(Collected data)
=-=-=
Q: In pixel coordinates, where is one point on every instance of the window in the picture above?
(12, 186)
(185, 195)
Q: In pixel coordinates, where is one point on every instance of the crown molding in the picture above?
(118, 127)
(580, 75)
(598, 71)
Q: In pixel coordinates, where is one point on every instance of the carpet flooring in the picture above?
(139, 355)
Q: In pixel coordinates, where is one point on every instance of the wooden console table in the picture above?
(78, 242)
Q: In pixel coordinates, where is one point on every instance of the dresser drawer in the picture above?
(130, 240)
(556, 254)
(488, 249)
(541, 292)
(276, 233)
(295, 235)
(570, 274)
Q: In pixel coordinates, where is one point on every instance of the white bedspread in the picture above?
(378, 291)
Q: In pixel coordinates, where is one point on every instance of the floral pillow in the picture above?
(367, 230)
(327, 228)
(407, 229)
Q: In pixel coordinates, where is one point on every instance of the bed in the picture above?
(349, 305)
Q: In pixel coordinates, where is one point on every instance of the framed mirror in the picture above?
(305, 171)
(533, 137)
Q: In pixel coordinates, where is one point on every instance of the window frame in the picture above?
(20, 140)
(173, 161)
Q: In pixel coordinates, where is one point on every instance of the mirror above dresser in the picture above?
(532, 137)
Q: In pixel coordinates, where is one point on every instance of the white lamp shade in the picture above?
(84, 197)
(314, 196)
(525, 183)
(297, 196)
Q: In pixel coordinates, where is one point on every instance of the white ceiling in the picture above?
=-=-=
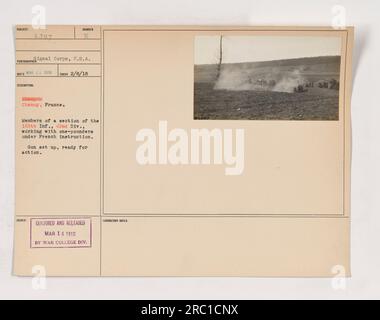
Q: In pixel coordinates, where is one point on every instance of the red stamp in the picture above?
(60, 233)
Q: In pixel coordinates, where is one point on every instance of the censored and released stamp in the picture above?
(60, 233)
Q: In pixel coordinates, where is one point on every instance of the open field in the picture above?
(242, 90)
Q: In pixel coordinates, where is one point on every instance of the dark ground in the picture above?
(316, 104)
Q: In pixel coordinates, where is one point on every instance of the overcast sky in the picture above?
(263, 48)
=-=-=
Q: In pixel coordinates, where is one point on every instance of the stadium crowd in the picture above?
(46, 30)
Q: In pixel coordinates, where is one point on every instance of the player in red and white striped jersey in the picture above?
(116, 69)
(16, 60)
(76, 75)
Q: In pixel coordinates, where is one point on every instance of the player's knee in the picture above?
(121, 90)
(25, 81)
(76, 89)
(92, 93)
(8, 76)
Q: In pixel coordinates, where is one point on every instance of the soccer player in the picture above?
=-=-=
SET EXERCISE: Copy the part of the listing that opens with the line containing "knee in the picture above?" and closes with the line containing "player in the picture above?", keeping every line, including the requests. Increase each coordinate in the answers by 60.

EXERCISE OUTPUT:
Q: In pixel coordinates, where is one point on every instance of the player's knee in the picture above?
(181, 150)
(85, 141)
(136, 149)
(152, 153)
(68, 136)
Q: In pixel coordinates, where is one point on every instance of the soccer player in the picture above?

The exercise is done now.